Please repeat the entries below word for word, from their start through the line containing "158), (224, 221)]", inclusive. Leave the pictures out of your answer.

(Dataset excerpt)
+---+
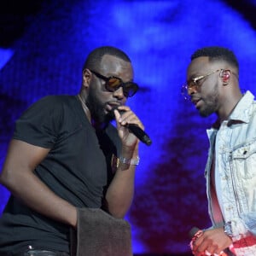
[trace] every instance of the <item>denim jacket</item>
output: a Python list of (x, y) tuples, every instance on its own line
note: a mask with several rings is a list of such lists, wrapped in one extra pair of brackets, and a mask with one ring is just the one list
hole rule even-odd
[(231, 224), (234, 244), (243, 238), (253, 238), (248, 243), (246, 240), (242, 248), (235, 250), (236, 255), (256, 255), (256, 102), (251, 92), (246, 92), (218, 129), (213, 125), (207, 130), (210, 148), (205, 176), (213, 227), (217, 224), (212, 211), (210, 171), (217, 132), (216, 158), (224, 221)]

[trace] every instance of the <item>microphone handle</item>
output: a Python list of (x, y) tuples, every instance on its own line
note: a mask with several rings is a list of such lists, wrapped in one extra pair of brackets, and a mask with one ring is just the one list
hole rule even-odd
[(145, 143), (148, 146), (150, 146), (152, 144), (152, 141), (149, 138), (148, 135), (138, 125), (134, 124), (127, 124), (125, 127), (127, 127), (129, 131), (133, 133), (142, 143)]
+---+
**FULL RESPONSE**
[trace] every instance of the <item>denim jacket</item>
output: a Python list of (x, y) tuples, every instance on its own line
note: a mask with several rings is a list of such lists, wrapped in one extra pair of brackets, and a mask with one ring is just the one list
hole rule even-odd
[(231, 224), (234, 244), (243, 238), (253, 238), (248, 243), (246, 240), (242, 248), (235, 250), (236, 255), (256, 255), (256, 102), (251, 92), (246, 92), (218, 129), (213, 125), (207, 130), (210, 148), (205, 176), (213, 227), (217, 224), (212, 211), (210, 171), (217, 132), (216, 158), (224, 221)]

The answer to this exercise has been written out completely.